> _REQUIRED TASK_: Please revise the records, replacing "marker" with "pin" and changing nothing else.

Collection entries
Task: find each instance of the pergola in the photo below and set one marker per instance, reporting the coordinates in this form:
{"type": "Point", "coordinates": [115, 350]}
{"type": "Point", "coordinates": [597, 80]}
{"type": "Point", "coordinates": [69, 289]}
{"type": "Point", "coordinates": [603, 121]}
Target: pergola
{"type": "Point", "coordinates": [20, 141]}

> _FINAL RESULT_:
Task: find each instance of the pergola in the photo below and set one pin per instance, reporting the coordinates in this form:
{"type": "Point", "coordinates": [115, 350]}
{"type": "Point", "coordinates": [597, 80]}
{"type": "Point", "coordinates": [69, 289]}
{"type": "Point", "coordinates": [603, 121]}
Target: pergola
{"type": "Point", "coordinates": [20, 141]}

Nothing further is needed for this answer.